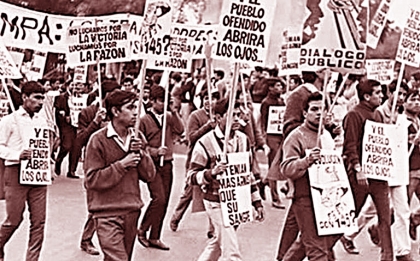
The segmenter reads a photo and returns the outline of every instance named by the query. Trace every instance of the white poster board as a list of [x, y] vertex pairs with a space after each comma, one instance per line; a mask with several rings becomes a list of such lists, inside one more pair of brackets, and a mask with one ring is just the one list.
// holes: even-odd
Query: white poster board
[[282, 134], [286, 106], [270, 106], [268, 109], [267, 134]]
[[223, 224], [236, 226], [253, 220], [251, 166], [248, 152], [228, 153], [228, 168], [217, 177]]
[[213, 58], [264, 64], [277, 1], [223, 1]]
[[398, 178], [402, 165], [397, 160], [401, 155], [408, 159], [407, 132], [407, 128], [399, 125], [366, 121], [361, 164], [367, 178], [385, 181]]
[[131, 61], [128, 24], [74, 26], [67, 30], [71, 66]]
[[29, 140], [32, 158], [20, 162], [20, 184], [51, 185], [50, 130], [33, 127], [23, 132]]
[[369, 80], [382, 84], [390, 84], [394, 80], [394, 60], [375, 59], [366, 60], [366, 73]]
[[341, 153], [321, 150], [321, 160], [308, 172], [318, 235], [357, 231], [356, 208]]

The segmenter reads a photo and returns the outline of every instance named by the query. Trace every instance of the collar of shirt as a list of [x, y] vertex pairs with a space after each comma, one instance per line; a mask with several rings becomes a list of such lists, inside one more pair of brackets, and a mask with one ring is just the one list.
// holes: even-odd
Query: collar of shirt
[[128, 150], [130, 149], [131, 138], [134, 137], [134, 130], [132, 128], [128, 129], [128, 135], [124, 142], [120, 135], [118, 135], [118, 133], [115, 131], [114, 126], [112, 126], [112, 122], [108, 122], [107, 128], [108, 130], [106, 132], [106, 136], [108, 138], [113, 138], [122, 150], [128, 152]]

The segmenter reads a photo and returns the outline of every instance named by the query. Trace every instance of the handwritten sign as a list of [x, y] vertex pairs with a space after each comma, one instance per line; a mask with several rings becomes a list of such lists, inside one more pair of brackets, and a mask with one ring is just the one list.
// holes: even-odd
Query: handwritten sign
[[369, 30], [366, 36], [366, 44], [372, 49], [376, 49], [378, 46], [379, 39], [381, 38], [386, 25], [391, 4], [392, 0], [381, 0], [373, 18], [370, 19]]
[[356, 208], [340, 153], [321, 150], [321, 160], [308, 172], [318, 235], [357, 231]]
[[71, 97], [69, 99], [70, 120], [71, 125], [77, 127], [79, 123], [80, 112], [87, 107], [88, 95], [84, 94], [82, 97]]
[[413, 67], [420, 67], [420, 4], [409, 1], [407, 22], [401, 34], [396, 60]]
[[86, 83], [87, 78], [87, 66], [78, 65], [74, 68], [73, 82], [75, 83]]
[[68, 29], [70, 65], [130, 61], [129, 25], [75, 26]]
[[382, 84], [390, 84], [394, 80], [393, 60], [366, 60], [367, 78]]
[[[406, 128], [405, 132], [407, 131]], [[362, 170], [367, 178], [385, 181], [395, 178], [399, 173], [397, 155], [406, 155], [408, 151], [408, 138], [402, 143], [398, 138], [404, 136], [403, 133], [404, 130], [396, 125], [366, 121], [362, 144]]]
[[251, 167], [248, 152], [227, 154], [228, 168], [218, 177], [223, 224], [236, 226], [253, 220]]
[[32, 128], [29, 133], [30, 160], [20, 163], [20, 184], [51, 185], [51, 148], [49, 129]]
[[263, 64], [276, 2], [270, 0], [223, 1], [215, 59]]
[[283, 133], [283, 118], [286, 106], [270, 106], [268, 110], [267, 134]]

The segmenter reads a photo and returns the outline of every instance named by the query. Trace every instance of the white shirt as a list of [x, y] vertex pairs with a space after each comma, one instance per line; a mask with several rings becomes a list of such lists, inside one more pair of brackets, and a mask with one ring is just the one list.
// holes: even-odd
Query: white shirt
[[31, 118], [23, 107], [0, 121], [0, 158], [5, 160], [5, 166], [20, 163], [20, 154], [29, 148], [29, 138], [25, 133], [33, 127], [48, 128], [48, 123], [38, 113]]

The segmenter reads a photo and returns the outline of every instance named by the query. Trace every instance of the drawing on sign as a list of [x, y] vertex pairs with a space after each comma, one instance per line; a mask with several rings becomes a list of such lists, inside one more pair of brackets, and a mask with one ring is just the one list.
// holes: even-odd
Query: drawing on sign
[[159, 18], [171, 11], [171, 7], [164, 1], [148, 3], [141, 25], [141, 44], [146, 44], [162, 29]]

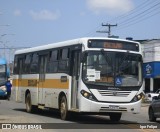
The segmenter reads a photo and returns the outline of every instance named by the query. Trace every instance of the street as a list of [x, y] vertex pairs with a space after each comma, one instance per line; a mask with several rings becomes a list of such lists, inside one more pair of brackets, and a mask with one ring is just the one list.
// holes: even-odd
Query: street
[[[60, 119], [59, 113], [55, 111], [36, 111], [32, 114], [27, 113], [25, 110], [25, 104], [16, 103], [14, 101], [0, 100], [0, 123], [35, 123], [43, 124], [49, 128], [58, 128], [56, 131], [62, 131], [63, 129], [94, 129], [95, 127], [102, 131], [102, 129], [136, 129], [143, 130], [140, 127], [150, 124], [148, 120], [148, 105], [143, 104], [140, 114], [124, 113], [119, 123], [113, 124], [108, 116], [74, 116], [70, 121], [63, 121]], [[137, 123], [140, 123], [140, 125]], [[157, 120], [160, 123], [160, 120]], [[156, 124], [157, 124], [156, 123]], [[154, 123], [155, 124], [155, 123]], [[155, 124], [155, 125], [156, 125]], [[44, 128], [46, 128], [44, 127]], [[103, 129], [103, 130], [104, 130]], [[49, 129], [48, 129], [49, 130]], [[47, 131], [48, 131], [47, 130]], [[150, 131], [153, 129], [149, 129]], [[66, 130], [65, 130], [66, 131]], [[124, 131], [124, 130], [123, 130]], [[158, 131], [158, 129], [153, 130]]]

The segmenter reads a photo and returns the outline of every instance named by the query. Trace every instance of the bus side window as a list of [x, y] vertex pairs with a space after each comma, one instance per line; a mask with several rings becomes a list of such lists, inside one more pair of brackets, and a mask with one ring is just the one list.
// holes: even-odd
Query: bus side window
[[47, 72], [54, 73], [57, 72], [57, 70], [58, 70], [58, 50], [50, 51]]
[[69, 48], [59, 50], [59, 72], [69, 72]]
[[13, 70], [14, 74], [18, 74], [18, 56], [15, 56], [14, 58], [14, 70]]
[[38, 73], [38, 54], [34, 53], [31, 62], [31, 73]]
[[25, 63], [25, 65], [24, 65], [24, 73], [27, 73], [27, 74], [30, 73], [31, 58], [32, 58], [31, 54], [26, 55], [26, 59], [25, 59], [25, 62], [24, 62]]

Task requirements — Emit verbatim the lines running from the one with "the bus side" through the last line of the data, both endpoints inclusive.

Output for this task —
The segmenter reads a photo and returns the outline of every instance named by the query. Trace every instance of the bus side window as a list of [x, y] vertex pairs with a space after each comma, one instance per line; a mask with several rings becomes a list of such lists, inside one more pair of brackets, and a mask with one ring is just the one list.
// holes: even-odd
Query: bus side window
[[47, 72], [54, 73], [57, 72], [57, 70], [58, 70], [58, 50], [50, 51]]
[[69, 48], [59, 50], [59, 72], [69, 72]]
[[13, 70], [14, 74], [18, 74], [18, 56], [15, 56], [14, 58], [14, 70]]
[[38, 73], [38, 54], [34, 53], [31, 62], [31, 73]]
[[25, 63], [25, 65], [24, 65], [24, 73], [27, 73], [27, 74], [30, 73], [31, 58], [32, 58], [31, 54], [26, 55], [26, 59], [25, 59], [25, 62], [24, 62]]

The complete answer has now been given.